* **Input data**:
┄┄┄┄┄┄┄┄┄┄┄┄┄┄┄┄┄┄┄┄

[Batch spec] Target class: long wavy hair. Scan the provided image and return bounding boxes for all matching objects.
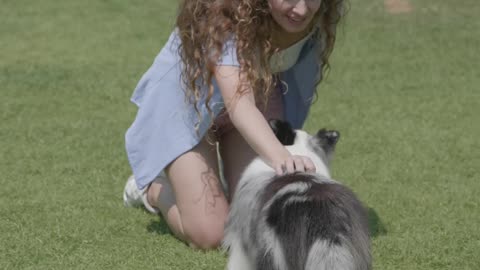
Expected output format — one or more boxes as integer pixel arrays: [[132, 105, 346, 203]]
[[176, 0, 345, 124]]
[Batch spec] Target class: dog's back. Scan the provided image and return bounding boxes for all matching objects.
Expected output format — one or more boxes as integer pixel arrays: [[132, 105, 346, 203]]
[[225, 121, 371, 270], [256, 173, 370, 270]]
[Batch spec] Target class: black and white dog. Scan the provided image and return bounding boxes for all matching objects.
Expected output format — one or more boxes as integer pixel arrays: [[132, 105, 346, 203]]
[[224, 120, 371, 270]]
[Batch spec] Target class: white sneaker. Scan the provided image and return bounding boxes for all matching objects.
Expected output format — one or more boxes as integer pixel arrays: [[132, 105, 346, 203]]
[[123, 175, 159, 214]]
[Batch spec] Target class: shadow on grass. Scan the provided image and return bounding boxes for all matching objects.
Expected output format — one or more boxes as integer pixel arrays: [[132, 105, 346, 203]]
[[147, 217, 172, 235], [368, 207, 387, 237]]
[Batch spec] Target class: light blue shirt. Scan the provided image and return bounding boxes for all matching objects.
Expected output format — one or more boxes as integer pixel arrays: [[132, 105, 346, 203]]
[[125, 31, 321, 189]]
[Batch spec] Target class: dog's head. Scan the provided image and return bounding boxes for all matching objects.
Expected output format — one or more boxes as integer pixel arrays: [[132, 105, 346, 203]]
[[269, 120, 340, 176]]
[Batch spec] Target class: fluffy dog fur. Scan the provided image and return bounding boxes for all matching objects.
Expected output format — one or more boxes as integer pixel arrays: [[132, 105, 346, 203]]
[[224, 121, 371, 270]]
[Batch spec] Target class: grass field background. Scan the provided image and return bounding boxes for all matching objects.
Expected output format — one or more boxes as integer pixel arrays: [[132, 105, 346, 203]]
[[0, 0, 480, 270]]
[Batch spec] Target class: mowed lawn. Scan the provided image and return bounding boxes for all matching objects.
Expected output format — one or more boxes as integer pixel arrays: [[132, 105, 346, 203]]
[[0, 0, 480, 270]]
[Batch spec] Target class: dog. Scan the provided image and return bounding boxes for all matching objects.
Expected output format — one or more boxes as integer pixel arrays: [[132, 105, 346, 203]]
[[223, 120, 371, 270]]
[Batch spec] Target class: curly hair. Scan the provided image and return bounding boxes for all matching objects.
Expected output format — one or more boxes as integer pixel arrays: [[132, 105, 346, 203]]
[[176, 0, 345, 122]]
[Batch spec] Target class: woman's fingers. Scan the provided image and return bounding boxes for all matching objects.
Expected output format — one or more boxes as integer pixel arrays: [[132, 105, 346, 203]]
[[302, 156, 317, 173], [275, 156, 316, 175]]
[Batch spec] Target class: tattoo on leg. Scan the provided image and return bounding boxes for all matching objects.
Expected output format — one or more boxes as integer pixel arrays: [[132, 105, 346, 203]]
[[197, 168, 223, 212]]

┄┄┄┄┄┄┄┄┄┄┄┄┄┄┄┄┄┄┄┄

The pictures should not appear in the copy; every other part of the records above must be returned exactly.

* **The result**:
[Batch spec] Target class: long wavy hair. Scan the provided image and return bounding boxes for all matching objects.
Expected output format — one or more boxes as integer pixel arrays: [[132, 105, 346, 203]]
[[176, 0, 345, 124]]
[Batch spec] Target class: dog's back. Scan the provided image and return bounding boxes for all matching objects.
Expected output format — one or more boxes as integer pixel arrays: [[132, 105, 346, 203]]
[[225, 121, 371, 270], [256, 173, 370, 270]]
[Batch spec] Target class: black and white dog. Scan the provided image and return bounding boxes for all matching objects.
Expected output format — one or more boxes as integer pixel arrays: [[132, 105, 346, 203]]
[[224, 120, 371, 270]]
[Batch spec] Target class: white sneaker. Scan the provided image and return bounding boxes for all matching objects.
Expected output format — one or more boxes as integer pixel arrays: [[132, 105, 346, 203]]
[[123, 175, 159, 214]]
[Batch spec] Target class: shadow on grass. Scan the provided image and return bounding boxes for all matching objects.
Expected output format — one or more boxes as integer pixel arrays: [[132, 105, 346, 203]]
[[147, 217, 172, 235], [368, 207, 387, 237]]
[Batch spec] Target class: light blue shirt. Scan the provided image and return bounding boxes for all matching objects.
Expected output format — one or more boxes as integer pixel arrays: [[132, 105, 346, 203]]
[[125, 31, 321, 189]]
[Batch spec] Target class: dog's head. Scan the provided image and return bounding boxes for all matching objects.
Expected output format — one or more boxes as integer pixel arrays: [[132, 105, 346, 203]]
[[269, 120, 340, 176]]
[Batch spec] Target class: fluffy dog fur. Scan the provided image and return bounding boxes for all matching objects.
Expected output format — one or more boxes as integer pixel arrays: [[132, 105, 346, 203]]
[[224, 121, 371, 270]]
[Batch spec] Target class: grass field background. Scan the provided image and return bounding boxes for all matching objects.
Expected output format — one or more boxes as integer pixel arrays: [[132, 105, 346, 203]]
[[0, 0, 480, 270]]
[Batch spec] Target class: mowed lawn. Scan the provided image and return bounding boxes for all matching objects.
Expected output format — one or more boxes as integer pixel arrays: [[132, 105, 346, 203]]
[[0, 0, 480, 270]]
[Batch spec] Target class: dog. Scan the provided image and return bounding boxes for all matching objects.
Expected output format — one or more boxes as integer pixel arrays: [[132, 105, 346, 203]]
[[223, 120, 371, 270]]
[Batch spec] Target class: curly hair. Scan the provided image and return bounding boxes for all matching objects.
Expected output format — one or more boxes as integer pixel arrays: [[132, 105, 346, 203]]
[[176, 0, 345, 122]]
[Batch spec] Target class: woman's fingers. Scan the provided image and return bounding boxes for all matching objects.
Expected output format — one or more boxes as integer pixel arrays: [[132, 105, 346, 203]]
[[302, 156, 317, 173], [275, 156, 316, 175]]
[Batch spec] Target class: tattoo on leg. Scan the provided image and return bounding boxes for all matching objects.
Expected output format — one or more boxes as integer pixel arrays: [[132, 105, 346, 203]]
[[197, 168, 223, 212]]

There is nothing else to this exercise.